<<<<
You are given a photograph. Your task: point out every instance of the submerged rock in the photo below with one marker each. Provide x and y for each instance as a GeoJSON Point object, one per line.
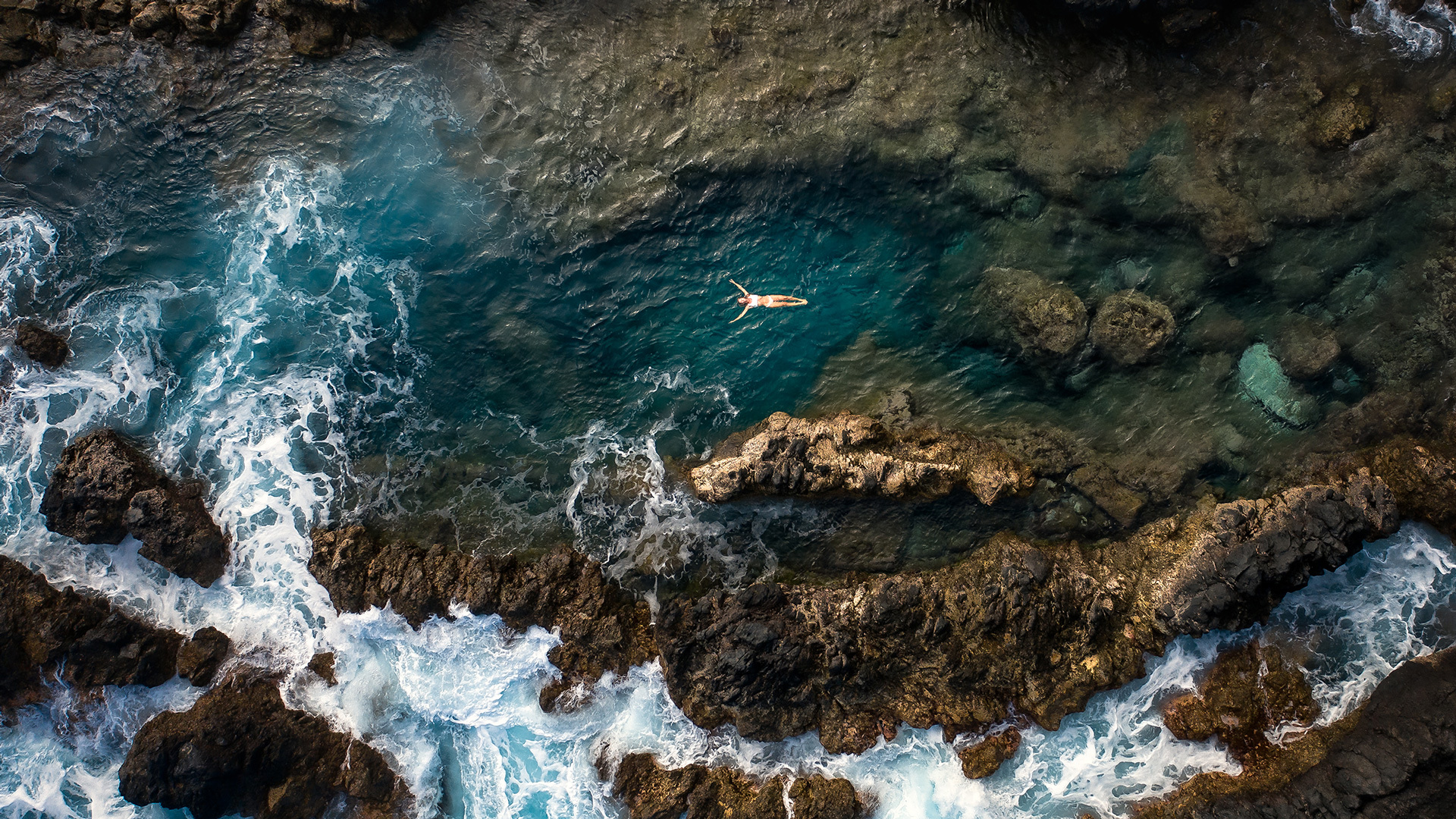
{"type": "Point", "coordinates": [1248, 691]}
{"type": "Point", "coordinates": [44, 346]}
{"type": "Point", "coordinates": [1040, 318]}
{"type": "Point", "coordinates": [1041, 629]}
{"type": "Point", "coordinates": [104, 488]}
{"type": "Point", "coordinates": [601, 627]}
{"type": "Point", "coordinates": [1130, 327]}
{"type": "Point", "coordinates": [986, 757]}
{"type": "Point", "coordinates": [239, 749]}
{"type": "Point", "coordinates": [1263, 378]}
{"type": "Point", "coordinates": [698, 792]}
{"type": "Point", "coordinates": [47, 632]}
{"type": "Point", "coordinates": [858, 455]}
>>>>
<<<<
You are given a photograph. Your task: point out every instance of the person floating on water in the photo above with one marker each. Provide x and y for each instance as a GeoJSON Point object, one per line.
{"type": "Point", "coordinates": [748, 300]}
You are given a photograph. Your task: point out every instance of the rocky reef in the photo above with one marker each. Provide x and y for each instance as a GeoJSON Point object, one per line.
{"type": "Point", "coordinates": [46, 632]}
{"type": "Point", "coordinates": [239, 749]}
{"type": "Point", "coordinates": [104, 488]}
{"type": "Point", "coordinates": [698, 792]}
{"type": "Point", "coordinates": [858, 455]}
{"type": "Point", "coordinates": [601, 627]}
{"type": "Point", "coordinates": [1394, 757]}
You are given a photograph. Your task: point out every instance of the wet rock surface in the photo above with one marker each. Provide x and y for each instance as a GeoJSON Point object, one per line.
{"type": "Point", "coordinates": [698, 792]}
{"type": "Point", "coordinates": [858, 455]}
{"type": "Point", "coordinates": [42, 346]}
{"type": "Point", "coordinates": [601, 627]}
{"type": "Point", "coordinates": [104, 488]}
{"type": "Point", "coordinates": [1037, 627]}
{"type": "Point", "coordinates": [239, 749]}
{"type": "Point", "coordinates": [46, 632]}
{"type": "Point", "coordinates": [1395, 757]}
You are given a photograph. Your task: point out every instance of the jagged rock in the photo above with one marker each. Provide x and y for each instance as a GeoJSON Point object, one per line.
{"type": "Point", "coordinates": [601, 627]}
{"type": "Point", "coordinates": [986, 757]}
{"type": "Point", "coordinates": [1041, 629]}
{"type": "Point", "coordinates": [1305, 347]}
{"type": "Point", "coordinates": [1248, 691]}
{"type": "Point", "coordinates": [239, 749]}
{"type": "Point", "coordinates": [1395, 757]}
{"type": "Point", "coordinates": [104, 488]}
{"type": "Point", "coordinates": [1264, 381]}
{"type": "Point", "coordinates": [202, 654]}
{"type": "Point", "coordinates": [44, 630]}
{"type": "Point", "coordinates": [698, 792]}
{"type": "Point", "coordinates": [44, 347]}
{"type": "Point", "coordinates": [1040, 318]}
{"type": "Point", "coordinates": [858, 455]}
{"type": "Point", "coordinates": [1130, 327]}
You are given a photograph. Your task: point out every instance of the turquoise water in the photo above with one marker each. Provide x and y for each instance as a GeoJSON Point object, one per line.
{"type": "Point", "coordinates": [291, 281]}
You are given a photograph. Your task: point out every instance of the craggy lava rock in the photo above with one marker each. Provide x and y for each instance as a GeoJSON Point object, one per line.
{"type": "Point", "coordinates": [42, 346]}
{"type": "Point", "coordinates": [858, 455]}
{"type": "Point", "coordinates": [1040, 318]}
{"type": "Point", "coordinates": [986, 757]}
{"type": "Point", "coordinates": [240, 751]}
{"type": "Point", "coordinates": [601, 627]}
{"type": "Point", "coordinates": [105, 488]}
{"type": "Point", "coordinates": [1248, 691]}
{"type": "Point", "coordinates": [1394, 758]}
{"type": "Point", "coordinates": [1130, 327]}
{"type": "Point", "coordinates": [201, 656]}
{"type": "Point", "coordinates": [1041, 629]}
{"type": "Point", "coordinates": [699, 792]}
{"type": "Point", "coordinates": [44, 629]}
>>>>
TO DO:
Which lines above contain the word "water", with case counting? Extract each of those lines in full.

FULL OUTPUT:
You are given a photograph. Your task: point out every instance of the person floating on water in the photo above with one marker each. Provide x and y for each instance as a GeoJSON Point object, one per line.
You are given a photograph. Your task: point out every instance of the turquoise water in the photo above with one marker each. Provide x and y for each instance as a GeoJSON Point object, one per line.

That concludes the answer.